## start

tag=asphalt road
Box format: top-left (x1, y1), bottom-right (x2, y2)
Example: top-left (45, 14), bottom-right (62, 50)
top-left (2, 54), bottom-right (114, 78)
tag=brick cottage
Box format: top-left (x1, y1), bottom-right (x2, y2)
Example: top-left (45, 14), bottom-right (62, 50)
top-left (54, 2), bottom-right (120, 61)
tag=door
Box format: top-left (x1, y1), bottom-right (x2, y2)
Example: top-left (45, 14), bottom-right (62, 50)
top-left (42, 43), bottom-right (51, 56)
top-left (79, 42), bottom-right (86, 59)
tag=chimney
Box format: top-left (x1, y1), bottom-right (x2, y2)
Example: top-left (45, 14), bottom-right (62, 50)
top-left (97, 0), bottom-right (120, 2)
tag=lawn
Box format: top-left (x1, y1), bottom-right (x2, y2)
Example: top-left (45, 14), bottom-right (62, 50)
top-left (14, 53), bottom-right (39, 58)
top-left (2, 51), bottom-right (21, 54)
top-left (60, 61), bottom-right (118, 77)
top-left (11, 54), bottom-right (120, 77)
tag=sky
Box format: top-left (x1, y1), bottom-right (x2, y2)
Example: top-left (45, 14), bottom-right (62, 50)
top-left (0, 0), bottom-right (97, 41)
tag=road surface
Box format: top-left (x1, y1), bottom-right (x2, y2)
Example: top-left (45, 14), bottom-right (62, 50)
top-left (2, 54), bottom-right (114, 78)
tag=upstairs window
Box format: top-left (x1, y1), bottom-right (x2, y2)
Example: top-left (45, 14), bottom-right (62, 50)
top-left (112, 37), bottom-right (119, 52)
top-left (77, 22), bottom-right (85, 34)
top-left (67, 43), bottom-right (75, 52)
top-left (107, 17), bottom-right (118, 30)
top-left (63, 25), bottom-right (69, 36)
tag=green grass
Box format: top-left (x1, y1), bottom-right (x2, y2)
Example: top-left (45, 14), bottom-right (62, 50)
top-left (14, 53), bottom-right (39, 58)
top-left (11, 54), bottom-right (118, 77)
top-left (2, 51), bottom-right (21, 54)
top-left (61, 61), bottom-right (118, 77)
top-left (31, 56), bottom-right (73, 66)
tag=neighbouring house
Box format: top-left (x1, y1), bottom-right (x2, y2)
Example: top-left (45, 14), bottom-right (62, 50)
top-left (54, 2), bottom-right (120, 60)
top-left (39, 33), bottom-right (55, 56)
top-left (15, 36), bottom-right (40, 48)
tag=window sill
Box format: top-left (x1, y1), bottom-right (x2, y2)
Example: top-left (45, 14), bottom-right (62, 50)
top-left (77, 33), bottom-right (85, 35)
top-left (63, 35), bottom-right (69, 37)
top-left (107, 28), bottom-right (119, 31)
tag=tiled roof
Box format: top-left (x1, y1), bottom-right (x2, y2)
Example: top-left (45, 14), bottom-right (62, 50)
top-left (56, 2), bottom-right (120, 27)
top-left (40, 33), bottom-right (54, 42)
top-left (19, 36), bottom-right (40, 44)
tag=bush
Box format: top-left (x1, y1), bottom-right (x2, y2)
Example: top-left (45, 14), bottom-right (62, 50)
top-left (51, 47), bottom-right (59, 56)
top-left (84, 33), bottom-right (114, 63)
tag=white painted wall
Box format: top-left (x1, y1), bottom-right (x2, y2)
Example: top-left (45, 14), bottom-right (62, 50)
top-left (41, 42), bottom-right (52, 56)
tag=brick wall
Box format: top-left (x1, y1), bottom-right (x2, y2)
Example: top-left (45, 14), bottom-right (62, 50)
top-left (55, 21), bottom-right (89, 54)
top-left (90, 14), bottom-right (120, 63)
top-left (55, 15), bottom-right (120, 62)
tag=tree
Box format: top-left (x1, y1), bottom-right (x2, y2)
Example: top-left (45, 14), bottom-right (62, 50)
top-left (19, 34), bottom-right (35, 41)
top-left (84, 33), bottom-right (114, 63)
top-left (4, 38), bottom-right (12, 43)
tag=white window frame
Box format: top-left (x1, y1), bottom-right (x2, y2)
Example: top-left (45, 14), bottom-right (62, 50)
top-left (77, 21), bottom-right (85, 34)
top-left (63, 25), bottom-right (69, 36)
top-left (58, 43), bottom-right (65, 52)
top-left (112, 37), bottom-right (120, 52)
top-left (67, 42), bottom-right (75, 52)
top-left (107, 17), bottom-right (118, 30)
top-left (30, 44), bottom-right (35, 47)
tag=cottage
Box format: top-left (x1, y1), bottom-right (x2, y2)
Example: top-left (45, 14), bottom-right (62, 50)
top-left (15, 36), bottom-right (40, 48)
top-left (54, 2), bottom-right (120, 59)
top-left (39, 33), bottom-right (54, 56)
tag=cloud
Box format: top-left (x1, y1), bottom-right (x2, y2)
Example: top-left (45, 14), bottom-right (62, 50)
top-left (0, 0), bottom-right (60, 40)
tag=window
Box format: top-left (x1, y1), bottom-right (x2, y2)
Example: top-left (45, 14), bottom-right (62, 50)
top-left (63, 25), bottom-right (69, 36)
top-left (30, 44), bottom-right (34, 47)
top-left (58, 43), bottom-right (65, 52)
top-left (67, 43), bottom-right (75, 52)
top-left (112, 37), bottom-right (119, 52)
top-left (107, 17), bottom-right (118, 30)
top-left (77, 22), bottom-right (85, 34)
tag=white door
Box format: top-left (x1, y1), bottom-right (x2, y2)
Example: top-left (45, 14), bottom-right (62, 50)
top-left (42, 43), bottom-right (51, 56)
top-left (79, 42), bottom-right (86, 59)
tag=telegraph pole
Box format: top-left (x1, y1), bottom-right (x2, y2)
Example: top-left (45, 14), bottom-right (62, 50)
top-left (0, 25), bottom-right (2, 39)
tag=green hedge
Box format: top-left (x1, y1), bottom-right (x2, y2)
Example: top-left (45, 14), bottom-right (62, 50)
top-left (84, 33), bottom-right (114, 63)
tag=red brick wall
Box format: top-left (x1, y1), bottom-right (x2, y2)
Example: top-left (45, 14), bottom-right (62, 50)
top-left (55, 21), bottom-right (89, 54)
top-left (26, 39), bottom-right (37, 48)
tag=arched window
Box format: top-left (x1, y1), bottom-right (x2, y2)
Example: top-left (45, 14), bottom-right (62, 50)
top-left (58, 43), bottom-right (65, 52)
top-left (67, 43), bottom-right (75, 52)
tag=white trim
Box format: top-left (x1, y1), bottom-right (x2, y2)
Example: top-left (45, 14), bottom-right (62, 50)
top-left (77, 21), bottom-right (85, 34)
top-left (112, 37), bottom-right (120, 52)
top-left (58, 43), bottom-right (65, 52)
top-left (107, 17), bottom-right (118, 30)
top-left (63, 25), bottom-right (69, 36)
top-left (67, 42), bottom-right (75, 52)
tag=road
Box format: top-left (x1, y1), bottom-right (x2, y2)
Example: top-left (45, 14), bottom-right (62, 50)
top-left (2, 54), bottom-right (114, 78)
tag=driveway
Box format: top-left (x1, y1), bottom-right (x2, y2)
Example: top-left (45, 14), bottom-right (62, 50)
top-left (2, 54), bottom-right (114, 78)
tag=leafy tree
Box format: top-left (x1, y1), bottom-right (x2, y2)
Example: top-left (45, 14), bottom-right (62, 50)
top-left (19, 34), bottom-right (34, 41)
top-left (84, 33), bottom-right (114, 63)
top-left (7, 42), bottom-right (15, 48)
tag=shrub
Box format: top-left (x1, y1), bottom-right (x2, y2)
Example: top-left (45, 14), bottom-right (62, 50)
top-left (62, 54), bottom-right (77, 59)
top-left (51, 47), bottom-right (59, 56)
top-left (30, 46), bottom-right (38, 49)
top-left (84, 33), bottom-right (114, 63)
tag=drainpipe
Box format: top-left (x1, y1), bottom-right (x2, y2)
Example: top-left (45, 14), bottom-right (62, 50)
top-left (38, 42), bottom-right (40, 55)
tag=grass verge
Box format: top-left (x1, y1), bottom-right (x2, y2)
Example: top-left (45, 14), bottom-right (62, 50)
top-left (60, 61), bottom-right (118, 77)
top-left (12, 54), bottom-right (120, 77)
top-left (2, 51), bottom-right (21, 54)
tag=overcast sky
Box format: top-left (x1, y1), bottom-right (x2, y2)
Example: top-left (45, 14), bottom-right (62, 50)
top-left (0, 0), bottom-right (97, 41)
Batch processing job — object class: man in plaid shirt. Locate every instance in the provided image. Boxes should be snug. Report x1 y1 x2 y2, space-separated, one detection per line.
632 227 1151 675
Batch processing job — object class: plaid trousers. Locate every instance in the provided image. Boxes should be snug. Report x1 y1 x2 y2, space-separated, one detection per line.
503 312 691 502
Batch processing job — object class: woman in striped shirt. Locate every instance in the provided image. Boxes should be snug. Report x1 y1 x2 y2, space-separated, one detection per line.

## end

Give back the lines from the one containing "tag=red brick wall" through the one containing "top-left (26, 39), bottom-right (37, 48)", with "Box format" swapped for "Box layout" and nothing else changed.

* **In response**:
tag=red brick wall
Box layout: top-left (x1, y1), bottom-right (x2, y2)
Example: top-left (45, 14), bottom-right (62, 50)
top-left (55, 21), bottom-right (89, 54)
top-left (26, 39), bottom-right (37, 48)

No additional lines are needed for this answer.